» EXERCISE DESCRIPTION: What you return must match the listing below word for word.

» ENTRIES SUPPLIED:
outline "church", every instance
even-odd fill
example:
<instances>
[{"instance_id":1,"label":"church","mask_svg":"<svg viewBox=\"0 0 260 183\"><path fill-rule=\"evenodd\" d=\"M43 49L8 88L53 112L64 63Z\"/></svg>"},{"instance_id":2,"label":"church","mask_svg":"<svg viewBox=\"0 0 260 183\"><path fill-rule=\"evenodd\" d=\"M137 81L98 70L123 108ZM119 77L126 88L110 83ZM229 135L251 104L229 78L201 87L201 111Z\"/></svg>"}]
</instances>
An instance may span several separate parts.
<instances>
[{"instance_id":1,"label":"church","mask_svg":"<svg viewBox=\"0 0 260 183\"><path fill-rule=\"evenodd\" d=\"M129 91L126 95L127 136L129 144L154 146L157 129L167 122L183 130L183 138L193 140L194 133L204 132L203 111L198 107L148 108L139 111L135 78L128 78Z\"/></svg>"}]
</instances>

» EXPECTED OUTPUT:
outline "church", every instance
even-odd fill
example:
<instances>
[{"instance_id":1,"label":"church","mask_svg":"<svg viewBox=\"0 0 260 183\"><path fill-rule=\"evenodd\" d=\"M43 49L8 88L53 112L64 63Z\"/></svg>"},{"instance_id":2,"label":"church","mask_svg":"<svg viewBox=\"0 0 260 183\"><path fill-rule=\"evenodd\" d=\"M137 81L98 70L123 108ZM119 77L126 88L110 83ZM229 135L251 104L229 78L201 87L201 111Z\"/></svg>"}]
</instances>
An instance may span several separate parts.
<instances>
[{"instance_id":1,"label":"church","mask_svg":"<svg viewBox=\"0 0 260 183\"><path fill-rule=\"evenodd\" d=\"M129 91L126 95L127 136L129 144L154 146L157 129L167 122L183 130L183 138L193 140L194 133L204 132L203 111L198 107L148 108L139 111L135 78L128 78Z\"/></svg>"}]
</instances>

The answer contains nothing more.